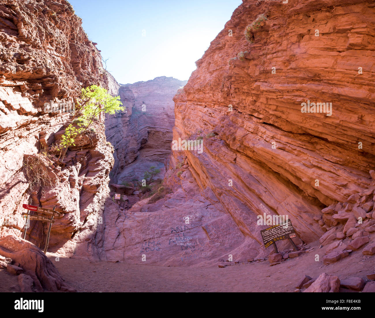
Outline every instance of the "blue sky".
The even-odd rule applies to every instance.
[[[188,80],[241,0],[69,0],[123,84]]]

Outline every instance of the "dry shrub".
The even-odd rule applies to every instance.
[[[151,197],[148,201],[148,203],[154,203],[160,199],[164,198],[168,194],[171,193],[172,190],[170,188],[165,187],[160,184],[156,193]]]
[[[53,162],[45,154],[26,155],[24,158],[23,170],[30,192],[39,188],[51,188],[54,185],[54,173],[51,166]]]

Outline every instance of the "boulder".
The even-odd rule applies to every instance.
[[[352,212],[354,214],[354,216],[357,218],[357,220],[359,218],[362,218],[362,220],[366,218],[366,211],[362,208],[360,208],[359,207],[356,207],[353,208]]]
[[[304,292],[337,292],[340,289],[340,280],[337,276],[323,273]]]
[[[336,221],[345,223],[349,219],[351,215],[351,213],[340,213],[335,214],[332,217]]]
[[[359,229],[357,228],[350,228],[346,232],[346,236],[351,236],[356,232],[358,231]]]
[[[316,280],[316,278],[313,278],[312,279],[310,279],[308,282],[306,283],[305,284],[303,284],[303,286],[302,286],[302,288],[308,288],[311,285],[311,284],[314,282]]]
[[[348,256],[349,255],[349,252],[346,250],[334,250],[323,256],[323,263],[326,265],[334,263]]]
[[[365,284],[363,280],[359,277],[351,277],[341,280],[340,285],[343,287],[359,291],[363,289]]]
[[[336,212],[338,212],[342,208],[342,205],[341,204],[341,203],[338,203],[336,204],[336,206],[335,207],[334,210]]]
[[[363,232],[364,231],[363,230],[360,230],[359,231],[357,231],[352,236],[352,239],[354,240],[354,238],[357,238],[357,237],[363,236]]]
[[[300,255],[302,255],[304,253],[306,253],[306,251],[304,250],[298,250],[297,251],[294,251],[293,252],[291,252],[289,253],[289,257],[290,258],[293,258],[294,257],[298,257]]]
[[[282,255],[280,253],[271,254],[268,256],[268,260],[270,263],[276,263],[280,262],[282,259]]]
[[[368,202],[363,204],[362,208],[364,211],[367,212],[369,212],[372,210],[374,207],[374,202],[372,201],[370,201],[369,202]]]
[[[32,292],[34,280],[28,275],[21,274],[18,276],[18,285],[22,292]]]
[[[364,228],[364,230],[366,232],[375,232],[375,225],[371,225],[370,226],[368,226]]]
[[[348,203],[355,203],[357,200],[359,200],[361,196],[359,193],[355,193],[352,194],[348,199],[347,200]]]
[[[336,239],[336,229],[333,228],[326,232],[319,239],[319,243],[324,246],[329,244],[333,241]]]
[[[303,286],[305,284],[306,284],[309,280],[311,280],[312,279],[309,276],[308,276],[307,275],[305,275],[304,277],[302,278],[299,282],[297,284],[297,285],[296,286],[296,288],[300,289],[302,288],[302,286]]]
[[[351,241],[348,244],[348,248],[352,250],[356,250],[361,246],[368,243],[370,240],[368,236],[361,236]]]
[[[362,251],[363,255],[374,255],[375,254],[375,242],[369,244]]]
[[[345,224],[345,226],[344,226],[344,229],[342,231],[343,232],[344,234],[346,234],[350,229],[354,227],[356,224],[357,220],[356,219],[356,218],[352,216],[351,216]]]
[[[375,272],[374,273],[372,273],[371,274],[369,274],[368,275],[366,275],[366,277],[372,280],[375,280]]]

────────────────────────────────────────

## TASK DIRECTIONS:
Start at the beginning of the rows and stop after the line containing "[[[188,80],[241,0],[69,0],[123,84]]]". Rewrite only those lines with "blue sky" changed to "clear sky", leave everything else as it is, and omit the pictures.

## RESULT FOR THIS EXERCISE:
Outline every instance of the "clear sky".
The even-odd rule applies to every instance.
[[[188,80],[241,0],[69,0],[123,84]]]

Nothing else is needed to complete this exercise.